(Referring expression data)

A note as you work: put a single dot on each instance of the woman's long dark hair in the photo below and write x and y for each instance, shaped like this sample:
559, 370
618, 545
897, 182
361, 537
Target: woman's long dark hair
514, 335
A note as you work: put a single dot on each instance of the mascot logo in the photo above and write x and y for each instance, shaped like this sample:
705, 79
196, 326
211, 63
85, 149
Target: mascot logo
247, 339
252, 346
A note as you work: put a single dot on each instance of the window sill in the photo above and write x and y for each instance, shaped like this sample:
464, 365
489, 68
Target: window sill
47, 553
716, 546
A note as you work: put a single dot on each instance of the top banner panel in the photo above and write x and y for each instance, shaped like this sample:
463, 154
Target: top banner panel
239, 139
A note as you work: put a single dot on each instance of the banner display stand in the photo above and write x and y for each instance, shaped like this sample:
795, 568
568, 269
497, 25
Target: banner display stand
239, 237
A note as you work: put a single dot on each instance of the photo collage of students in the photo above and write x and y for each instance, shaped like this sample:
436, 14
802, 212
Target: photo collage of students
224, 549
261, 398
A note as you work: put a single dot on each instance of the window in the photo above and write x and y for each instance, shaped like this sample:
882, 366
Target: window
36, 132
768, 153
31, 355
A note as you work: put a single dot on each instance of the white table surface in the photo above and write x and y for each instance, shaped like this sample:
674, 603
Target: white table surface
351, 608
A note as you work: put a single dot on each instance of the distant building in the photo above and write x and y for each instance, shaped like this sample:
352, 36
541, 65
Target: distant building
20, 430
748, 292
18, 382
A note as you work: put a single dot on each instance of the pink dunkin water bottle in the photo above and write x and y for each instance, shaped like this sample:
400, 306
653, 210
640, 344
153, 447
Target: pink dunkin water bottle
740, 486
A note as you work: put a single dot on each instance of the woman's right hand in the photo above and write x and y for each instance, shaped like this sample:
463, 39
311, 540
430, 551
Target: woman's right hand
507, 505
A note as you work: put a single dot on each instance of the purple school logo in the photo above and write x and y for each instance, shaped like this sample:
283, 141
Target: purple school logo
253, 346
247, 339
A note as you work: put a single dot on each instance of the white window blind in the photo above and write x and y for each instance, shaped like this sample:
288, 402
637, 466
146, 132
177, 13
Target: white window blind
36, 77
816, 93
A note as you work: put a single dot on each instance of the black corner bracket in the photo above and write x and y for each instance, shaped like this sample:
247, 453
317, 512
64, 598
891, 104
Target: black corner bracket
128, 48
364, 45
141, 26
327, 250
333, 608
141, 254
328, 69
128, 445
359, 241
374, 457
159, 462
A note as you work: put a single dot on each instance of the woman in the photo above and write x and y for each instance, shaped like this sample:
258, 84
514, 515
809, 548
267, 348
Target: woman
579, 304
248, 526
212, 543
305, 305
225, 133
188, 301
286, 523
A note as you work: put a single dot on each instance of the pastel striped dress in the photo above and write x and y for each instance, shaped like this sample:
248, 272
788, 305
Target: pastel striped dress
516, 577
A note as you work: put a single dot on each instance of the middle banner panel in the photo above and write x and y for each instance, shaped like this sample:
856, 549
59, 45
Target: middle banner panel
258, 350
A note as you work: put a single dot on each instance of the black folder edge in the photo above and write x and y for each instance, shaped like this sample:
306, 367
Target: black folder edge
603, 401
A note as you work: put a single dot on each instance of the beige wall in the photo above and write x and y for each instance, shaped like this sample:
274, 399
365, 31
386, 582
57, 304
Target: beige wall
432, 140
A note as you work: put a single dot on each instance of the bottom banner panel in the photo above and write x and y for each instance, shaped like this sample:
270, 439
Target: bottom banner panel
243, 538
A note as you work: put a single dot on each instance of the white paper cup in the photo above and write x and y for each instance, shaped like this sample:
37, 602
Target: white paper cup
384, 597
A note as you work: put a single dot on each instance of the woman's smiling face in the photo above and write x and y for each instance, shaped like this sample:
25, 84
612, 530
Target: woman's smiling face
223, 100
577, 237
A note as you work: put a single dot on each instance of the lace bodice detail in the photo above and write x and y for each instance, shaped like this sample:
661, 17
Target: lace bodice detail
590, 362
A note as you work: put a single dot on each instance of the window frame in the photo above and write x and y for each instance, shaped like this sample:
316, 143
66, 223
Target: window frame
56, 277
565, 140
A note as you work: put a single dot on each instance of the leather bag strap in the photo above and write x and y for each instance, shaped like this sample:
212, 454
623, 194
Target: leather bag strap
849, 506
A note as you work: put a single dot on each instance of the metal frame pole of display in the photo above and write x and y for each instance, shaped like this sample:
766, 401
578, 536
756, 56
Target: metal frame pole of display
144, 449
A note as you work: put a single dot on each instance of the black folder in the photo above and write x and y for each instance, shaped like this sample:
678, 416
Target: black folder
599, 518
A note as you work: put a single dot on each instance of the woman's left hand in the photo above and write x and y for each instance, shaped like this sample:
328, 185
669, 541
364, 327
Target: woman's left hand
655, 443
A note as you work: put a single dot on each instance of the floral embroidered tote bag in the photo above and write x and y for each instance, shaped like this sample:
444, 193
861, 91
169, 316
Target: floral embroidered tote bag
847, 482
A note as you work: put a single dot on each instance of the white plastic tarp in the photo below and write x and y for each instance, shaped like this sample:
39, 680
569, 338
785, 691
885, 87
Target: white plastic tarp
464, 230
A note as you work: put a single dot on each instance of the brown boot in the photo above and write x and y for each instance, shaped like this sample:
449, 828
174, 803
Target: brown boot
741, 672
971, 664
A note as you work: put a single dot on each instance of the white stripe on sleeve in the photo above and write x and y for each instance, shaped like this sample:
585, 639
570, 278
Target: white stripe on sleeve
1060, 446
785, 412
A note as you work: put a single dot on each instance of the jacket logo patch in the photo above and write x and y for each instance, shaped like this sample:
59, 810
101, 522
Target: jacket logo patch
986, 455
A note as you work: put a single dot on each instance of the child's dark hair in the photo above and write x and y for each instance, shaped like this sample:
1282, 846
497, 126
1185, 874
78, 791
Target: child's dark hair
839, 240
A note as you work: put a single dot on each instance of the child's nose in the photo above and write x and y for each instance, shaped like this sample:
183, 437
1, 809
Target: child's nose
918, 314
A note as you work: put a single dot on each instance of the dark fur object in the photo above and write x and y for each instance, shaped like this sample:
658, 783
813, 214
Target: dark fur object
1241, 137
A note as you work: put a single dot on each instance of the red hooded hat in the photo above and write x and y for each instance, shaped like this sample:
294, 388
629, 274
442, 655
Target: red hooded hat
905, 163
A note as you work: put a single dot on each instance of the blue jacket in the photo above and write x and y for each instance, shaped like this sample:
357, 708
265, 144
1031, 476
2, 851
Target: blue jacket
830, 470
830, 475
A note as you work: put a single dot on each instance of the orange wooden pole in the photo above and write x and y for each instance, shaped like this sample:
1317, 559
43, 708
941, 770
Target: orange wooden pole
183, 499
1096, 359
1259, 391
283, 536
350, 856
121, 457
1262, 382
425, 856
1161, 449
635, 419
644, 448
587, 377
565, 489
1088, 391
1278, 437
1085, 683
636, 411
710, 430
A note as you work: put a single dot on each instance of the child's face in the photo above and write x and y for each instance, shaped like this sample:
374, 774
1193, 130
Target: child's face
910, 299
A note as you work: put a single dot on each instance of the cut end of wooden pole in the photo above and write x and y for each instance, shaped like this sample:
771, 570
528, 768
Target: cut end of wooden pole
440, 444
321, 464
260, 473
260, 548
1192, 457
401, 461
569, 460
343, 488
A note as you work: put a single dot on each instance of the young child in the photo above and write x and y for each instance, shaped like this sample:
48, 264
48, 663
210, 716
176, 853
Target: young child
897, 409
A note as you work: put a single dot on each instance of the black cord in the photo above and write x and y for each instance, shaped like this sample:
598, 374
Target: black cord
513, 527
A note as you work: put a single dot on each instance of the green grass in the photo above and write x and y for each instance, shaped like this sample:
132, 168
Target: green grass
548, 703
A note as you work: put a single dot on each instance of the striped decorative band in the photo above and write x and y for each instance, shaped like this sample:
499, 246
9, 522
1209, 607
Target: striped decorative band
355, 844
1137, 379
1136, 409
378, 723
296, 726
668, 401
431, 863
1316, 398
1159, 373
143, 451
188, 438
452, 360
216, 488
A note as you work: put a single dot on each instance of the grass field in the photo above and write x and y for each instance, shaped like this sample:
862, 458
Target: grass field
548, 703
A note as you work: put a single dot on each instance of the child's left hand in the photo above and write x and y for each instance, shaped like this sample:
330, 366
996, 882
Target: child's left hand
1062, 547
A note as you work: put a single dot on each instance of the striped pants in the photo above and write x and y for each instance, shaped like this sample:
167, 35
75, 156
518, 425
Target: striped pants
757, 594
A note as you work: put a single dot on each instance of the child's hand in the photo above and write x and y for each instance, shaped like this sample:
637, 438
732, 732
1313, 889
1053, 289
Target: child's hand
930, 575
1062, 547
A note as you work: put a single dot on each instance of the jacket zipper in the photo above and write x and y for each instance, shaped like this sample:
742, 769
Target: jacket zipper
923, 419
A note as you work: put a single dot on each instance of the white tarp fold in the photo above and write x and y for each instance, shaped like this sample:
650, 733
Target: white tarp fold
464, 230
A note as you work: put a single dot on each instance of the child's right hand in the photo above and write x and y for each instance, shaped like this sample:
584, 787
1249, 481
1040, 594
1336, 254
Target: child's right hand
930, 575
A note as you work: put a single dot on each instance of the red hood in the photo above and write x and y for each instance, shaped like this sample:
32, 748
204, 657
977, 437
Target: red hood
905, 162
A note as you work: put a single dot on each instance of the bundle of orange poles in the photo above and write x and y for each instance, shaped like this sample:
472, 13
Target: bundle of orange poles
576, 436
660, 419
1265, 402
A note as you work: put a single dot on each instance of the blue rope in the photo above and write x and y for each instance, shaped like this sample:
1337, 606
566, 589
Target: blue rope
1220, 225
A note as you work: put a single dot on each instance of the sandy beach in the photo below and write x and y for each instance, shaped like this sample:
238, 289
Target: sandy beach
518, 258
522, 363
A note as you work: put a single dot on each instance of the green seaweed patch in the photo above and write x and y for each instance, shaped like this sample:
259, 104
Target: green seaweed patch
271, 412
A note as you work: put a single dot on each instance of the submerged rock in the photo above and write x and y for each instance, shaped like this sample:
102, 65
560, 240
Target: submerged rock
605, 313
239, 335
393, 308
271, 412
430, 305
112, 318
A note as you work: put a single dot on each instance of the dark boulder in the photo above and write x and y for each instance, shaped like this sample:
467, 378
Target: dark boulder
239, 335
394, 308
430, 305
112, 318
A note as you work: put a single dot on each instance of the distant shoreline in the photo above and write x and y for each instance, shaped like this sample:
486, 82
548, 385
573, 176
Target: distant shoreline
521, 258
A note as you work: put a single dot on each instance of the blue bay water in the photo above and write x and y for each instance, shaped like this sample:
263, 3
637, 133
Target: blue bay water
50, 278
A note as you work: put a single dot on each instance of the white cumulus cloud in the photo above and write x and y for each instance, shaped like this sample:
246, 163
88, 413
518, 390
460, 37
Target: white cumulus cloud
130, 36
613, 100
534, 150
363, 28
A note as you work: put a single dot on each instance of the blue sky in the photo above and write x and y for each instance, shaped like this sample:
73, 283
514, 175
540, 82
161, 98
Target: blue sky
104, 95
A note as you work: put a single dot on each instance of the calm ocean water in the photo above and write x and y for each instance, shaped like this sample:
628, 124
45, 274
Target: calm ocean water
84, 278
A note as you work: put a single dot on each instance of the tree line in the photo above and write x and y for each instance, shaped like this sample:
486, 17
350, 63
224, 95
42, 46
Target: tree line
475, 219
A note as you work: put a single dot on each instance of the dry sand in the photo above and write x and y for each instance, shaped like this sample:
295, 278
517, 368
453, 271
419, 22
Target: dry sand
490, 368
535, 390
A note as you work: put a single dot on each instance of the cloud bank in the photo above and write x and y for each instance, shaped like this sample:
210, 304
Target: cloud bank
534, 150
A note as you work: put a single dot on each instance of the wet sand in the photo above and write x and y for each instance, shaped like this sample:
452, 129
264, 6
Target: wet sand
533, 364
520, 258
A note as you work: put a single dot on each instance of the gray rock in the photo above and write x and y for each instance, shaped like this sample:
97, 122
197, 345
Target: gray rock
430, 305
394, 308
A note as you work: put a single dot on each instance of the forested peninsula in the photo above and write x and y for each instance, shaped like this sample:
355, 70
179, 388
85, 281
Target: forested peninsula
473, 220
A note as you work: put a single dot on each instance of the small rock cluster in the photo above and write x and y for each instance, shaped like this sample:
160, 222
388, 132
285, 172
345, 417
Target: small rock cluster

Exercise aim:
Respond with a number only, please: how many lines in this data include the word "small".

Task response:
2